### Page excerpt
______________________________

Memory and context play a huge role in helping humans interpret the world. If you encounter a word like “spring” while reading, you don’t usually have to ask yourself whether it’s a verb meaning “to jump,” or a noun referring to the season after winter, or another noun referring to a coil of metal, because the context of the sentence makes it clear. But as with many tasks, what’s effortless for humans can be incredibly difficult for computers.

We’ve spent a good deal of time looking at various types of neural networks and their applications. We started with feedforward networks and their ability to sort and label objects based on shared characteristics, and then we explored convolutional networks, which are particularly well-suited to decoding images. These types of networks fall short, however, when it comes to processing sequences of inputs where interpreting each element builds on the previous one.

______________________________

(Point annotation records)
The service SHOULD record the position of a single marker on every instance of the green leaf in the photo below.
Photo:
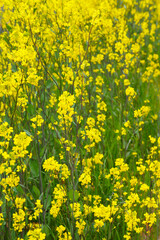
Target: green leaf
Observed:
(76, 195)
(46, 229)
(48, 202)
(34, 167)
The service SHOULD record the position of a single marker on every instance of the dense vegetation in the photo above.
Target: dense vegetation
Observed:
(79, 119)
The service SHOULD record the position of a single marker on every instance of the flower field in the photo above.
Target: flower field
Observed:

______________________________

Reproduce the passage on neural networks from "We’ve spent a" to "the previous one.", swapping "feedforward networks" for "multilayer perceptrons".

### Answer to the exercise
We’ve spent a good deal of time looking at various types of neural networks and their applications. We started with multilayer perceptrons and their ability to sort and label objects based on shared characteristics, and then we explored convolutional networks, which are particularly well-suited to decoding images. These types of networks fall short, however, when it comes to processing sequences of inputs where interpreting each element builds on the previous one.